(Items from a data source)
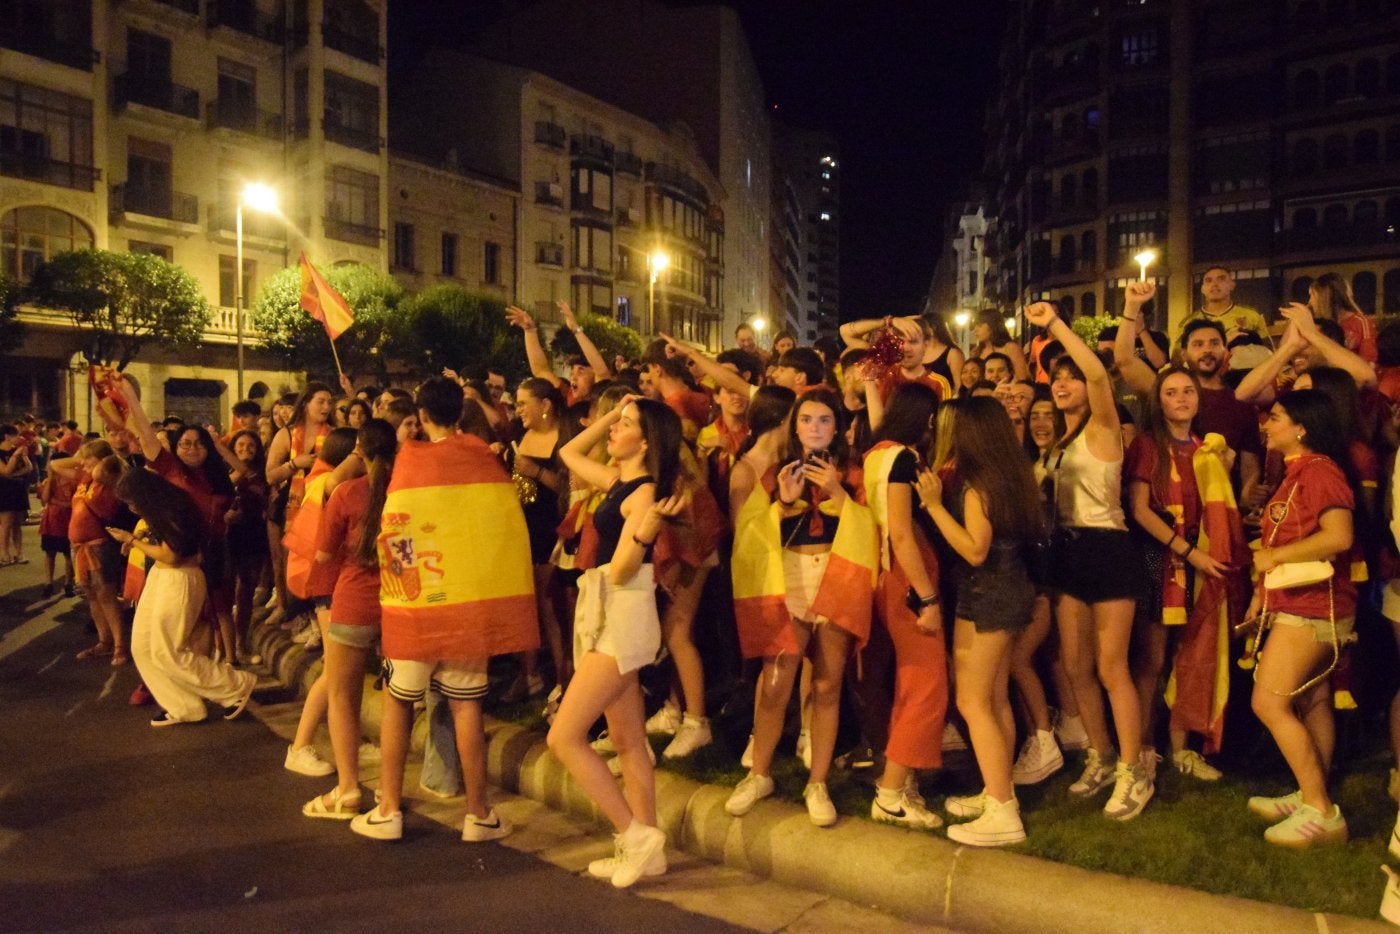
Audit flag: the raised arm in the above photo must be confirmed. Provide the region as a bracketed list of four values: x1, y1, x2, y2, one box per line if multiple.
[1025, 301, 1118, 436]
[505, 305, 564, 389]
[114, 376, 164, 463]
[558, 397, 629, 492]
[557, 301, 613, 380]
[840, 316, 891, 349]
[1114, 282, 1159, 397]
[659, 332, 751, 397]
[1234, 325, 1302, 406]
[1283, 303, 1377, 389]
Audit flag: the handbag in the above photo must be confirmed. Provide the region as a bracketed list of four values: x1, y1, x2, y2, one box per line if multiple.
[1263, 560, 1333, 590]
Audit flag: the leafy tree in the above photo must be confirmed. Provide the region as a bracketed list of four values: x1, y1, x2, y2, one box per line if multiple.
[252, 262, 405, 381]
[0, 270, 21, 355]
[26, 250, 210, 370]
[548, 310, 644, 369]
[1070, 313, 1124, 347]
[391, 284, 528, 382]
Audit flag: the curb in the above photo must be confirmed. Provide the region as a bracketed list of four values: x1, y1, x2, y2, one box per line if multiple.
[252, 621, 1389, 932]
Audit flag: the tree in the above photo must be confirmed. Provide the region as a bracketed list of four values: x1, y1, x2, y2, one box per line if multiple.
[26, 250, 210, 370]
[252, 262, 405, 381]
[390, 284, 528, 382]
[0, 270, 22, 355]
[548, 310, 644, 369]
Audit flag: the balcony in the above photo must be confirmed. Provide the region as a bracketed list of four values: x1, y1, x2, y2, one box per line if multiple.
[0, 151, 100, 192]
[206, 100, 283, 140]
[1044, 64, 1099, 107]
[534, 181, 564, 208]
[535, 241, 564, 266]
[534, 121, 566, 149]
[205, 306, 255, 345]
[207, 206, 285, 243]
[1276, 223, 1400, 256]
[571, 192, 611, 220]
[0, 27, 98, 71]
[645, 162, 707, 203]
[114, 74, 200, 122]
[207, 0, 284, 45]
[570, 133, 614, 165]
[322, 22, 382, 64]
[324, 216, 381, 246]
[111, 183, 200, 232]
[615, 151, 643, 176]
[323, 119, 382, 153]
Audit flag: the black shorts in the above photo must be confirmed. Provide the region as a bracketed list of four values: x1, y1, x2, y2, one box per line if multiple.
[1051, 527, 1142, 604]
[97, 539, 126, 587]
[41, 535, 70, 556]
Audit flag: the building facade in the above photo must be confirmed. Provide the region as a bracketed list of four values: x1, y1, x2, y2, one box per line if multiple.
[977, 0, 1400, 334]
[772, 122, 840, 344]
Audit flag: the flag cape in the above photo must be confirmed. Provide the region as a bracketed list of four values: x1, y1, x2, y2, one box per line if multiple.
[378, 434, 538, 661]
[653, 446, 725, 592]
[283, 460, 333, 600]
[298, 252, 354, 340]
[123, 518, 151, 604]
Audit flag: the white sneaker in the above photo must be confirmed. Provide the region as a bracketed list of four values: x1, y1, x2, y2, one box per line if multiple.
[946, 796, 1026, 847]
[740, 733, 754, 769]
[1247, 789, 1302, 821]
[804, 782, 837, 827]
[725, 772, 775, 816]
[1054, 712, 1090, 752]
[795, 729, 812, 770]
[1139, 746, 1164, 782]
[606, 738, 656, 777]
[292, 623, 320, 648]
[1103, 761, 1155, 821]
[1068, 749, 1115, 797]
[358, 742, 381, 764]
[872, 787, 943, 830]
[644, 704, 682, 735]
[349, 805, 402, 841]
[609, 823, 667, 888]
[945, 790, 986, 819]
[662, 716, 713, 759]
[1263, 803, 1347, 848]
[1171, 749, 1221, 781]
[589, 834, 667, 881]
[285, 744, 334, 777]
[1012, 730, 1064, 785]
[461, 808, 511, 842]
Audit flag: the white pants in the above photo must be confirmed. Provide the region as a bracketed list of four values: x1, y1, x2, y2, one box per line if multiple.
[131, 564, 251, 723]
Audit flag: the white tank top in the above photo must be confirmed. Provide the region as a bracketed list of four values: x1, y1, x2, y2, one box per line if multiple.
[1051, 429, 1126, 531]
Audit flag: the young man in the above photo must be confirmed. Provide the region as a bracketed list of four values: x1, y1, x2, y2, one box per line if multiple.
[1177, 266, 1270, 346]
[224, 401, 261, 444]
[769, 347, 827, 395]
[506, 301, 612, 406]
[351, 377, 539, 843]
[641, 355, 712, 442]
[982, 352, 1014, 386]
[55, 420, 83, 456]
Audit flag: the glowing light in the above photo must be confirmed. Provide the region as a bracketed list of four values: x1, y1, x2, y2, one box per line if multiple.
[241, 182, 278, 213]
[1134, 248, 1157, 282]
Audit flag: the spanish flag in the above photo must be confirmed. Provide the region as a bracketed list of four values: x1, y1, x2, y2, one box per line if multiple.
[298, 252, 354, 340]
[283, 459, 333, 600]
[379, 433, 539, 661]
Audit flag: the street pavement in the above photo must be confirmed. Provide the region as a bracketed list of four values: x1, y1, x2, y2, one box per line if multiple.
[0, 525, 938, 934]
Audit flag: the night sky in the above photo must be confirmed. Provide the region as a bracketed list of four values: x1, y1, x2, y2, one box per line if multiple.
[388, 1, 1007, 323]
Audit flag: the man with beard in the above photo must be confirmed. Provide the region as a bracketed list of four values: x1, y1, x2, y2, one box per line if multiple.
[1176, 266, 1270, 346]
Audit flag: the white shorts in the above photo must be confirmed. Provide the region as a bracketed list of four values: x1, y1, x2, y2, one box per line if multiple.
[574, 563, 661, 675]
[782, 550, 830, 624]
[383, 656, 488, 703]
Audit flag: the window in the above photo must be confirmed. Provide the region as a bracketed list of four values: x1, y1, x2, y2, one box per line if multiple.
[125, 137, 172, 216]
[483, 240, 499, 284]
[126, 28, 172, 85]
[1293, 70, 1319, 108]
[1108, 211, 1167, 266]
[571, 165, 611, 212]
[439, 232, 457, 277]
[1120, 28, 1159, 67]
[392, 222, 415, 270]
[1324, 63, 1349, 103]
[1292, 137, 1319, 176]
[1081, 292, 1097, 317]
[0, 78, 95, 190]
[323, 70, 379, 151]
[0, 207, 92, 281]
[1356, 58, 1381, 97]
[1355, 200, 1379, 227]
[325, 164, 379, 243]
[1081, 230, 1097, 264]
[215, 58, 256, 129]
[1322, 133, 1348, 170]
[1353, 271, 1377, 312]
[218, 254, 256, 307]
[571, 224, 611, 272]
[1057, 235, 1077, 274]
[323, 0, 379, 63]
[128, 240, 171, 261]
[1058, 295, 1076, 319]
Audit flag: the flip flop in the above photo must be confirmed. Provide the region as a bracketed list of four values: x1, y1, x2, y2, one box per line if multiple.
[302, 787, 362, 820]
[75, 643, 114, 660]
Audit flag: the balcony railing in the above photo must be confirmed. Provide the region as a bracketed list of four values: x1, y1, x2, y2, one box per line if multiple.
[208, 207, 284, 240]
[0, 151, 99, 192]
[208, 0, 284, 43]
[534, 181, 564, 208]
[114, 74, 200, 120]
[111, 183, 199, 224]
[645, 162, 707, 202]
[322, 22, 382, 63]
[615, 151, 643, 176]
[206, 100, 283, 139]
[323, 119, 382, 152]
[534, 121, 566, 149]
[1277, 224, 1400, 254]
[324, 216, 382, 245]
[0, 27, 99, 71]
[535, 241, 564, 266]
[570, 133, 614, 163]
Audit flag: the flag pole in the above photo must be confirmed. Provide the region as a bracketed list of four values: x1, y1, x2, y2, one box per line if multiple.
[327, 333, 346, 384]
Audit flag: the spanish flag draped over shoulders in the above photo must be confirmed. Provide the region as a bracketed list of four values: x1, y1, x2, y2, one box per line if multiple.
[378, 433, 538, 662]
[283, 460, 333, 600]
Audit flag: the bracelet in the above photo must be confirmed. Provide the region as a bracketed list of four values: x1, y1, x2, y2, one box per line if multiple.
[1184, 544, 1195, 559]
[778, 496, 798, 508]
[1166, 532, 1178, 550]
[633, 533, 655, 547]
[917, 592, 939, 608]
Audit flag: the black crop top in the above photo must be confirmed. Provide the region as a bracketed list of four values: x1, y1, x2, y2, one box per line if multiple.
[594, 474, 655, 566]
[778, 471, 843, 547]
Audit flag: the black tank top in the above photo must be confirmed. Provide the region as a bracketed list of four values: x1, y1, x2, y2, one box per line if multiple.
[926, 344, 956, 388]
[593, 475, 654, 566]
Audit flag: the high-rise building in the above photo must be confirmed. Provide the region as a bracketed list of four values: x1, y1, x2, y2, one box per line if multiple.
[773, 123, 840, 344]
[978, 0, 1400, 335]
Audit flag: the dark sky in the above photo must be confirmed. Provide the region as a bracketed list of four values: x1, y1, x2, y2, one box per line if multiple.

◆ What needs to be done
A faithful copy of the lines from the line containing "Audit flag: the bracelet" to the end of the data should be set down, both ends included, and nothing more.

◆ Written response
Audit flag: the bracelet in the above photo must be confirmed. Provide the region as a bracketed list of four values: x1, y1, x2, y2, one box per line if multiple.
[1184, 544, 1195, 559]
[778, 496, 798, 508]
[1166, 532, 1178, 550]
[633, 533, 655, 547]
[917, 592, 939, 608]
Audit flag: the black crop top in the above photo must be confirmed. Provide the region as a bracketed list of four values: x1, y1, x2, y2, one box per line if multiple.
[594, 474, 655, 566]
[778, 471, 843, 547]
Audit flag: the black tank top in the above photo must be confirmed. Provide the region as a bracketed list of four values: x1, y1, x2, y2, one box per line if multiple.
[926, 344, 956, 388]
[593, 475, 654, 566]
Audit flag: the high-rise building in the above photo must be confirmed. Provide the region as a bracketed list of four values: x1, y1, x2, y2, one box per line if multiple.
[773, 123, 840, 344]
[978, 0, 1400, 335]
Audit flag: the dark sky in the above photo must be confirmed. Provide the region as a bracketed list of four values: x1, y1, x2, y2, one box per line if multiple.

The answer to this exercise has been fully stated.